What you will do. Exclude the pictures, then copy all remaining records exactly.

Exercise material.
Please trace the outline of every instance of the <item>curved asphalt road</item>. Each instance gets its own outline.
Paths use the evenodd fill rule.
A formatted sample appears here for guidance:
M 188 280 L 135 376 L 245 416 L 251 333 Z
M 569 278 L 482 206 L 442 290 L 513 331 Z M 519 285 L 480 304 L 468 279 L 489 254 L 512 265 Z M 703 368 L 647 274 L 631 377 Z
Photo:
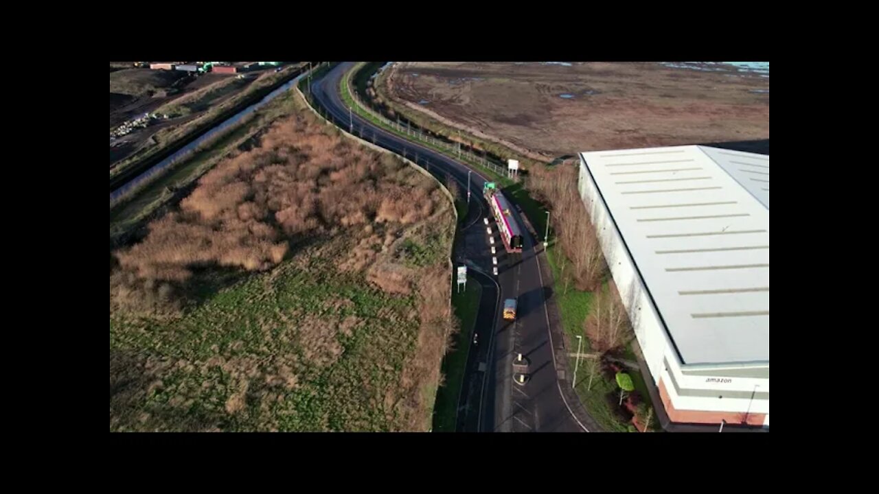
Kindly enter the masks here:
M 340 63 L 311 83 L 315 99 L 345 130 L 348 130 L 350 125 L 349 110 L 341 100 L 338 87 L 343 74 L 353 64 L 351 62 Z M 353 127 L 355 134 L 396 154 L 404 154 L 435 176 L 450 177 L 466 190 L 469 169 L 464 164 L 374 127 L 356 113 L 353 114 Z M 464 258 L 455 259 L 455 264 L 465 263 L 471 272 L 480 270 L 490 273 L 491 253 L 486 227 L 481 220 L 481 217 L 490 216 L 488 205 L 482 196 L 485 181 L 478 171 L 473 171 L 471 213 L 462 229 L 463 244 L 456 251 Z M 497 296 L 497 287 L 491 289 L 492 276 L 476 273 L 480 283 L 488 288 L 483 292 L 488 296 L 483 295 L 476 318 L 479 345 L 471 346 L 469 356 L 458 430 L 584 432 L 585 428 L 574 418 L 561 396 L 534 239 L 525 236 L 522 253 L 510 255 L 504 251 L 497 227 L 490 219 L 490 225 L 498 246 L 499 276 L 497 287 L 500 288 L 500 296 Z M 492 303 L 491 298 L 496 301 Z M 498 316 L 499 304 L 505 298 L 519 301 L 514 322 Z M 489 313 L 492 305 L 494 310 Z M 530 361 L 530 379 L 524 385 L 514 383 L 512 379 L 512 360 L 519 352 Z M 481 363 L 484 364 L 485 372 L 478 371 Z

Response for this exercise.
Please trace the outline of every instance of the <item>curved asphalt road</item>. Each instance gets its own outline.
Paths use the evenodd fill rule.
A formatted sample appears here for guidance:
M 188 280 L 135 376 L 245 416 L 251 333 Z
M 569 278 L 482 206 L 442 290 L 513 331 Z M 519 285 L 480 304 L 468 279 L 489 254 L 512 265 Z M 703 368 L 647 274 L 631 377 Z
Photo:
Kindly enter the masks here:
M 340 63 L 311 83 L 315 99 L 345 130 L 348 130 L 350 125 L 349 110 L 341 100 L 338 87 L 343 74 L 353 64 L 351 62 Z M 353 127 L 355 134 L 396 154 L 404 154 L 435 176 L 450 177 L 466 190 L 469 169 L 464 164 L 374 127 L 356 113 L 353 114 Z M 464 258 L 455 259 L 455 264 L 465 263 L 471 272 L 480 270 L 490 273 L 491 253 L 486 227 L 481 220 L 481 217 L 490 216 L 488 205 L 482 196 L 485 181 L 478 171 L 473 171 L 471 213 L 462 229 L 463 244 L 456 251 Z M 497 296 L 497 287 L 491 289 L 492 276 L 476 273 L 480 283 L 488 288 L 483 292 L 488 296 L 483 295 L 476 318 L 479 345 L 471 346 L 469 356 L 458 430 L 584 432 L 585 428 L 574 418 L 561 396 L 534 239 L 525 236 L 522 253 L 510 255 L 504 251 L 497 227 L 490 219 L 490 225 L 498 246 L 499 276 L 497 287 L 500 288 L 500 296 Z M 492 303 L 491 298 L 496 301 Z M 498 316 L 499 304 L 505 298 L 519 301 L 514 322 Z M 489 313 L 492 305 L 494 310 Z M 530 361 L 530 379 L 524 385 L 514 383 L 512 379 L 512 360 L 519 352 Z M 481 363 L 484 364 L 485 372 L 478 371 Z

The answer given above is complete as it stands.